TEXT SHOWN:

=== Section Start ===

Once all the output files have been successfully generated, copy the output files from the HPCC to the Lab Macbook by doing the following:

1. Open up terminal.
2. Navigate to desktop by doing cd ~/Desktop/
3. scp -r <username>@hpcc.msu.edu:<analysis_folder_name>/output . # replace <>'s with your MSU username and name of analysis folder
4. Run other lab experiments while files download. (It can take close to an hour)

1. Once all the files have transferred, download Simple to your desktop and unzip. Rename the folder as Simple instead of Simple-master. Go to the simple_variables.sh file under Simple/scripts/ and change the line variable from “EMS” to your desired sample name as done for the lineName variable above.

2. Next, copy all files in the output folder to the the Simple/output folder.

3. Now, in Simple/scripts/, replace the simple.sh with the simple.sh file present in the scripts folder of the data analysis repository. The new simple.sh file can be downloaded using the HPCC GUI as done above.

4. Now, SIMPLE is ready to run by doing the following on the MacBook:

   cd ~/Desktop/Simple
   chmod +x ./scripts/simple.sh
   ./scripts/simple.sh

Come back in a day and it should be ready. Congrats, now you get to do the fun stuff!

=== Section End ===

LISTED RECORDS:
=== Section Start ===

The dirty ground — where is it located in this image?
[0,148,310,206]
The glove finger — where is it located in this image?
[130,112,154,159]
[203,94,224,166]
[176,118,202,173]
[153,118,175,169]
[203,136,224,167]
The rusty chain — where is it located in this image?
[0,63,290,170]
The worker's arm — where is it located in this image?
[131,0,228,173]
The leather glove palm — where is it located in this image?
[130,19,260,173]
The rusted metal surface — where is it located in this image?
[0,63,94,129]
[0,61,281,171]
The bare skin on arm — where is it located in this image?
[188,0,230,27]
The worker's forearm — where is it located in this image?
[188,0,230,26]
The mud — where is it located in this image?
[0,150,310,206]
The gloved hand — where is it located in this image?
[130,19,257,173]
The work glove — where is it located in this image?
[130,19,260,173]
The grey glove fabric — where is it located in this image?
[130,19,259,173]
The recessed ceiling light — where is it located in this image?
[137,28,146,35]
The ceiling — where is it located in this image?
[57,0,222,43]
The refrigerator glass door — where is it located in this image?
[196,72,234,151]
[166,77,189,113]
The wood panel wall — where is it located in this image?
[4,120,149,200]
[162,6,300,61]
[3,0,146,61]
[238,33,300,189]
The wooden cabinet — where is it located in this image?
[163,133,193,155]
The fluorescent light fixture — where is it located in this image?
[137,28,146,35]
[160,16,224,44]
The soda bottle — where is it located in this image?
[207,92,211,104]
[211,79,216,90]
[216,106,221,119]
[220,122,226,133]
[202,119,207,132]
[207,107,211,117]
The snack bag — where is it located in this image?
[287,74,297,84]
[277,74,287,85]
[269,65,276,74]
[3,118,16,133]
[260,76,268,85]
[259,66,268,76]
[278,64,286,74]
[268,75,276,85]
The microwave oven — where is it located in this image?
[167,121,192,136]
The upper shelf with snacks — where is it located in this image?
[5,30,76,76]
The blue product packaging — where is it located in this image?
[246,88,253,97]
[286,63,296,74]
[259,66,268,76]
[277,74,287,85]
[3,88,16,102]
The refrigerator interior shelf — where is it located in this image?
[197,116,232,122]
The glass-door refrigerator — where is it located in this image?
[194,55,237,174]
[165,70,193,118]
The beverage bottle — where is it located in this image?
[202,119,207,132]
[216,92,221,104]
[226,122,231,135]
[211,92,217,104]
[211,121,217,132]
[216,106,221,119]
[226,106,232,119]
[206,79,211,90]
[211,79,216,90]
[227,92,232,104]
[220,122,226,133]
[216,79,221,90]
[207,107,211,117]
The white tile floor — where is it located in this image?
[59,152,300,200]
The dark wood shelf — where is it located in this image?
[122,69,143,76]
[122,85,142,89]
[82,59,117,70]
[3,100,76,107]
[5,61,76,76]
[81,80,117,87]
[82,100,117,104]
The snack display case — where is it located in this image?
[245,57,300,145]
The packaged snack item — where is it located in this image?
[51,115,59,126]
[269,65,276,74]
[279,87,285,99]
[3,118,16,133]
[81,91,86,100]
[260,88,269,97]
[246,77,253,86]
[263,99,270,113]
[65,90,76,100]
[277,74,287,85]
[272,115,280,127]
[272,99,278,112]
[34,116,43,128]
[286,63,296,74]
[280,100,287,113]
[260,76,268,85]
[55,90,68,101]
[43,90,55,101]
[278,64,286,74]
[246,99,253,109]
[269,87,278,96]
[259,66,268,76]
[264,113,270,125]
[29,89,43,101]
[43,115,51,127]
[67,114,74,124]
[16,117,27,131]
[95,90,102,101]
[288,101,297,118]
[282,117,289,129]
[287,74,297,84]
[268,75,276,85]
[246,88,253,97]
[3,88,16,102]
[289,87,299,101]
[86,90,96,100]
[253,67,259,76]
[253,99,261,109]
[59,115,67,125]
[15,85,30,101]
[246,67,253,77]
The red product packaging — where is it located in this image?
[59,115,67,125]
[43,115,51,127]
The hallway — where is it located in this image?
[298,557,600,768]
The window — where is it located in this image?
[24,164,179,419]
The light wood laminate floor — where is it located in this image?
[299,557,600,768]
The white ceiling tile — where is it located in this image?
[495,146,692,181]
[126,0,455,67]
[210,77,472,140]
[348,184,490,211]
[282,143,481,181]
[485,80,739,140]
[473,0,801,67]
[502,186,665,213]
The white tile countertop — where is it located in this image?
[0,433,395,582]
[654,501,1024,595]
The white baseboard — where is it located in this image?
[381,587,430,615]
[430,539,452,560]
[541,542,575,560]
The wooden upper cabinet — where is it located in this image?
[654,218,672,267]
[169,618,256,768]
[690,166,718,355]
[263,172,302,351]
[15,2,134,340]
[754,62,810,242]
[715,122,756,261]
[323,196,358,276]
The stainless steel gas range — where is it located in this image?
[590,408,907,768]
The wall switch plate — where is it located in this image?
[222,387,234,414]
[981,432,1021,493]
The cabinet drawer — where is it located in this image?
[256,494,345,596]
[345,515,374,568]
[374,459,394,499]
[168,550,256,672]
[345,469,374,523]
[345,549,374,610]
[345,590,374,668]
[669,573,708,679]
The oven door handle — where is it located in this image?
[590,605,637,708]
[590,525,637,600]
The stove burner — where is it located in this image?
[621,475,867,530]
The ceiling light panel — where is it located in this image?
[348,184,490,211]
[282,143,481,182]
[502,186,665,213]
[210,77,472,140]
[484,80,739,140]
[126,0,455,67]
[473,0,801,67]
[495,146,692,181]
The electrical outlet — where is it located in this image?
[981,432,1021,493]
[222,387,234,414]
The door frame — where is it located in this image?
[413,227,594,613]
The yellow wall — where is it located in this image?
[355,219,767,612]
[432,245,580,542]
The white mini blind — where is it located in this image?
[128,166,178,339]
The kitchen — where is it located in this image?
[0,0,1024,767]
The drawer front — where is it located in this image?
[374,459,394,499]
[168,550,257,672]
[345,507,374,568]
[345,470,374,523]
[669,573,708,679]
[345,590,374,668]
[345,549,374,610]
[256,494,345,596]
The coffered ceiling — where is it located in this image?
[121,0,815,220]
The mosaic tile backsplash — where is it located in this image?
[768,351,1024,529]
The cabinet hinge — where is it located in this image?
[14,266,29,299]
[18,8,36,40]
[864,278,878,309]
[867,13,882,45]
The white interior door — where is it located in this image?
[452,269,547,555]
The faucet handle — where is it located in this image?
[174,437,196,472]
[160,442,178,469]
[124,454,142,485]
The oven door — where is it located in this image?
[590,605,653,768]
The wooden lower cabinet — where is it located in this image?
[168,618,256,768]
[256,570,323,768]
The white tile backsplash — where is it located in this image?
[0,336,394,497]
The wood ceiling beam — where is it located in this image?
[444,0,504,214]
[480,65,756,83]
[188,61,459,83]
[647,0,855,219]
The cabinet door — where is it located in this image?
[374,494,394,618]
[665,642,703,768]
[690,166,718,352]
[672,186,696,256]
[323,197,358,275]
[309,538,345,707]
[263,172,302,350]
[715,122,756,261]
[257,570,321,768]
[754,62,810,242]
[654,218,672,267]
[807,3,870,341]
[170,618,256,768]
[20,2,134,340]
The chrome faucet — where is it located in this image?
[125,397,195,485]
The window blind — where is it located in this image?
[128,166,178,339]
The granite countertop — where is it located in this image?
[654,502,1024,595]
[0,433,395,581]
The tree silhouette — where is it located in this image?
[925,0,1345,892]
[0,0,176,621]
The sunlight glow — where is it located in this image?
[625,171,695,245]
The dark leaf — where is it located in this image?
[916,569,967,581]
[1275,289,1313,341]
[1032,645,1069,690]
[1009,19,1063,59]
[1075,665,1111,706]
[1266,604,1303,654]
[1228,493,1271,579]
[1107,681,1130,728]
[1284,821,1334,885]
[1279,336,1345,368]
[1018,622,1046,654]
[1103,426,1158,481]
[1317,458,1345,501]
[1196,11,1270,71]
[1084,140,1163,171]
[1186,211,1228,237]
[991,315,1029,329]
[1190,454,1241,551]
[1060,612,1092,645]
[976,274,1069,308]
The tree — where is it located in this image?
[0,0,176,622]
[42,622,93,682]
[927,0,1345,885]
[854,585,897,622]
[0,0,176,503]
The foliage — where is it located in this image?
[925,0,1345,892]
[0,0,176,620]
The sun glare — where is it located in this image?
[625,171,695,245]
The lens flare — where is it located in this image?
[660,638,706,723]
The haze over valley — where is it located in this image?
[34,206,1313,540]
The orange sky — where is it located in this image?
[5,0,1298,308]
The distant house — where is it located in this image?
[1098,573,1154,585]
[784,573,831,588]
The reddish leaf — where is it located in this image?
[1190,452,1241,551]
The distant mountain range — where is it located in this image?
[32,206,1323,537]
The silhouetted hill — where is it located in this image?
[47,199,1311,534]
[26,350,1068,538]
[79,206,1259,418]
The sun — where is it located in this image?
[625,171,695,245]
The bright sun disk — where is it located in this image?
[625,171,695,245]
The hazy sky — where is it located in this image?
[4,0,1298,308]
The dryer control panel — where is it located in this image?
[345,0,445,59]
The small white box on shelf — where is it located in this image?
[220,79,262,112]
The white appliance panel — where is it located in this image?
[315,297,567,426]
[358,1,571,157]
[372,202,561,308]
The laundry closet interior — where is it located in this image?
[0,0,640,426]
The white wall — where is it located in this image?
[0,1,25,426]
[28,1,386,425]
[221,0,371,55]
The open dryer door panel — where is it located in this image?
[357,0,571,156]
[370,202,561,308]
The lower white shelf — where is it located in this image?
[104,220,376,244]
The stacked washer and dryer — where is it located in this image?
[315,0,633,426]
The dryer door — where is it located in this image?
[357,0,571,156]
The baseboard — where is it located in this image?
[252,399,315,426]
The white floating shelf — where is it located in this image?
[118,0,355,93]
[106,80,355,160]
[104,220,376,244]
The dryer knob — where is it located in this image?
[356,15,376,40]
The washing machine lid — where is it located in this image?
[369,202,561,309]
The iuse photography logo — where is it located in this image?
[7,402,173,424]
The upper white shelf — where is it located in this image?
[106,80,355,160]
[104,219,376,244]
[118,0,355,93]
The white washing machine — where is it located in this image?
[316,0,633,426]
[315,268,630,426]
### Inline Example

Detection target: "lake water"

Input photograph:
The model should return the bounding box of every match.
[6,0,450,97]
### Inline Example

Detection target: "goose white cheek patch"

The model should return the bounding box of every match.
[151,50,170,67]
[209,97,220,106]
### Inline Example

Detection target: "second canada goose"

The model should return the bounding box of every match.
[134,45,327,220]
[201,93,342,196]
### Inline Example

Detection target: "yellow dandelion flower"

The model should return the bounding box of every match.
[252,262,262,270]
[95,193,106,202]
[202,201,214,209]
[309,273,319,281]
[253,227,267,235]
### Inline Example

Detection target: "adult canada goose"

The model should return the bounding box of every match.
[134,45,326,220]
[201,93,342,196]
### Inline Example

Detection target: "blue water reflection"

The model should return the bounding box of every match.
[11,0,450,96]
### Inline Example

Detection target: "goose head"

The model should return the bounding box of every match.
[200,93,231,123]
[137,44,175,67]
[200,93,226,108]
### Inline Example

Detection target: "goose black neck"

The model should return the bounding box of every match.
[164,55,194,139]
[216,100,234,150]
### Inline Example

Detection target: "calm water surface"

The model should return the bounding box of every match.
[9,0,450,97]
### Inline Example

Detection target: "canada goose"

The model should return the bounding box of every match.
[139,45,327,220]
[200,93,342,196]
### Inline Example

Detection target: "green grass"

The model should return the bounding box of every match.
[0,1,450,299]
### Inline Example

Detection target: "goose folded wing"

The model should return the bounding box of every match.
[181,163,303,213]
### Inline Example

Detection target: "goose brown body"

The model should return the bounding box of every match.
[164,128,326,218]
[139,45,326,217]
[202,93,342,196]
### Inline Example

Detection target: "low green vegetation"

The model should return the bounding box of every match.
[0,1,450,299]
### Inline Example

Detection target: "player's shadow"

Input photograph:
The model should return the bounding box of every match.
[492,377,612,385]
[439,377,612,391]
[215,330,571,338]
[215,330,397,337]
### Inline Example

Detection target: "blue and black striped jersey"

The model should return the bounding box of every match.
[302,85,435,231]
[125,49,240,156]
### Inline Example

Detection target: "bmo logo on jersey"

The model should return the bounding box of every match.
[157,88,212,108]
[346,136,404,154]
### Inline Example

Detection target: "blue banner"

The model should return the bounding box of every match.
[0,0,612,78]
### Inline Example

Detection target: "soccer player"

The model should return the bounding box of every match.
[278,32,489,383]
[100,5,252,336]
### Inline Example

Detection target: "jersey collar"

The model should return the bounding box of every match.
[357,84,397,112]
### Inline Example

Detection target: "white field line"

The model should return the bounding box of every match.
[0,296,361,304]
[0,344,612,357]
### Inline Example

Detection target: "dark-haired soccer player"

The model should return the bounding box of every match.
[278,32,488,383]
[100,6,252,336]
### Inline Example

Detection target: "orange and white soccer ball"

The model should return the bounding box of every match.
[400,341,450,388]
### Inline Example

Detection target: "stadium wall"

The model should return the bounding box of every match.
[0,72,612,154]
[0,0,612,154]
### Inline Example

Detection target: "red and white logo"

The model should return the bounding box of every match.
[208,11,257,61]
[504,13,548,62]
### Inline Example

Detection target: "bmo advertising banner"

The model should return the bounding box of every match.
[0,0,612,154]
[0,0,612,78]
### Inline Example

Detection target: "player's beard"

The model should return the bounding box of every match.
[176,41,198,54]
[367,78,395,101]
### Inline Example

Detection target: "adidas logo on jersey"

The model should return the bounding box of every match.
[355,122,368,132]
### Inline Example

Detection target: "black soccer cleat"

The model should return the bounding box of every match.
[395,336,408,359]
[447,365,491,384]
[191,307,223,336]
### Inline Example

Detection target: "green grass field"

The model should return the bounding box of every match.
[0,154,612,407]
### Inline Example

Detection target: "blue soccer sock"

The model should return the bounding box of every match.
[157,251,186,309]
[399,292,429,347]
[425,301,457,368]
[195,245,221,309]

=== Section End ===

PROMPT A: From the instructions above, reproduce the passage that begins at the words "1. Open up terminal." and stops after the words "as done above.".
PROMPT B: Summarize the instructions above in two sentences.
PROMPT C: According to the instructions above, about how long can the file download from the HPCC take?

TASK SOLUTION A:
1. Open up terminal.
2. Navigate to desktop by doing cd ~/Desktop/
3. scp -r <username>@hpcc.msu.edu:<analysis_folder_name>/output . # replace <>'s with your MSU username and name of analysis folder
4. Run other lab experiments while files download. (It can take close to an hour)

1. Once all the files have transferred, download Simple to your desktop and unzip. Rename the folder as Simple instead of Simple-master. Go to the simple_variables.sh file under Simple/scripts/ and change the line variable from “EMS” to your desired sample name as done for the lineName variable above.

2. Next, copy all files in the output folder to the the Simple/output folder.

3. Now, in Simple/scripts/, replace the simple.sh with the simple.sh file present in the scripts folder of the data analysis repository. The new simple.sh file can be downloaded using the HPCC GUI as done above.

TASK SOLUTION B: Output files are copied from the HPCC to the lab MacBook's desktop with scp, which can take close to an hour. Simple is then downloaded, renamed, and set up by editing simple_variables.sh, copying the output files into Simple/output, and replacing simple.sh, after which the script is made executable and run, taking about a day.

TASK SOLUTION C: Close to an hour.